***** PAGE *****

In the original Fallout and in Fallout 3, the world was socially and physically in shambles. People lived in small communities and there were very few organisations of any significant size in the wasteland. Many of the vaults had not yet opened, so it was very much in a state somewhere between The Road Warrior and Beyond Thunderdome.

Fallout 2 showed the American south-west rebuilding. There were many more communities, those communities were more organised, and there was even a defined nation, the New California Republic. Despite this increased stability, the NCR was shown as having many problems with corruption and underhanded imperialist tendencies.

Fallout: New Vegas is, in some ways, a post-post-apocalyptic story. Fallout's American southwest has been built up tremendously over time. They've moved beyond simply living in the ruins of the old world and have started to strike out and build new empires. Three large forces are locked in a conflict that is military, political, and ideological in nature. As such, the issues in many cases move beyond the individual - or stomp on the individual in the process. Even the smaller organisations of the universe, such as the education-oriented Followers of the Apocalypse, are ultimately bit players compared to the big movers and shakers.

***** DATASET ROWS *****

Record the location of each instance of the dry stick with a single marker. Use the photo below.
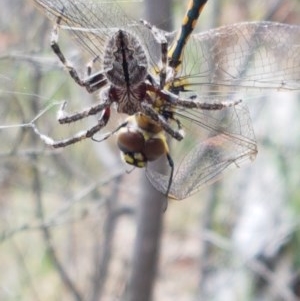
(37, 189)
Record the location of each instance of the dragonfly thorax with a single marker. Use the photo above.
(125, 61)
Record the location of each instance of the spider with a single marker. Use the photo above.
(127, 81)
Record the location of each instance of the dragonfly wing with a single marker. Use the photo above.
(251, 55)
(214, 142)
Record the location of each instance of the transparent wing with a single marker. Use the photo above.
(251, 55)
(214, 142)
(93, 22)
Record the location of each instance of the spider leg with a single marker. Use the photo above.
(154, 115)
(64, 117)
(77, 137)
(93, 82)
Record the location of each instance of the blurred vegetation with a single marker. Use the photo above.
(68, 223)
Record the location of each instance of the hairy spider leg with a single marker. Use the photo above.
(162, 40)
(79, 136)
(93, 82)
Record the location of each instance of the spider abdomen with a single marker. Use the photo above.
(125, 61)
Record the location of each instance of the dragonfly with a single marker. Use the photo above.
(181, 86)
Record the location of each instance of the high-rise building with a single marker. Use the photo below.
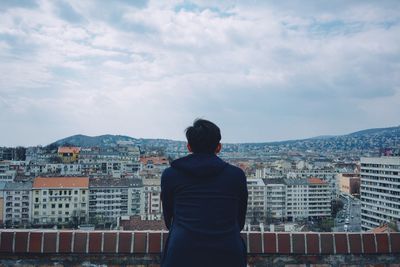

*****

_REQUIRED TASK:_
Please print the full passage above about the Fallout game settings, word for word.

_ANSWER:_
In the original Fallout and in Fallout 3, the world was socially and physically in shambles. People lived in small communities and there were very few organisations of any significant size in the wasteland. Many of the vaults had not yet opened, so it was very much in a state somewhere between The Road Warrior and Beyond Thunderdome.

Fallout 2 showed the American south-west rebuilding. There were many more communities, those communities were more organised, and there was even a defined nation, the New California Republic. Despite this increased stability, the NCR was shown as having many problems with corruption and underhanded imperialist tendencies.

Fallout: New Vegas is, in some ways, a post-post-apocalyptic story. Fallout's American southwest has been built up tremendously over time. They've moved beyond simply living in the ruins of the old world and have started to strike out and build new empires. Three large forces are locked in a conflict that is military, political, and ideological in nature. As such, the issues in many cases move beyond the individual - or stomp on the individual in the process. Even the smaller organisations of the universe, such as the education-oriented Followers of the Apocalypse, are ultimately bit players compared to the big movers and shakers.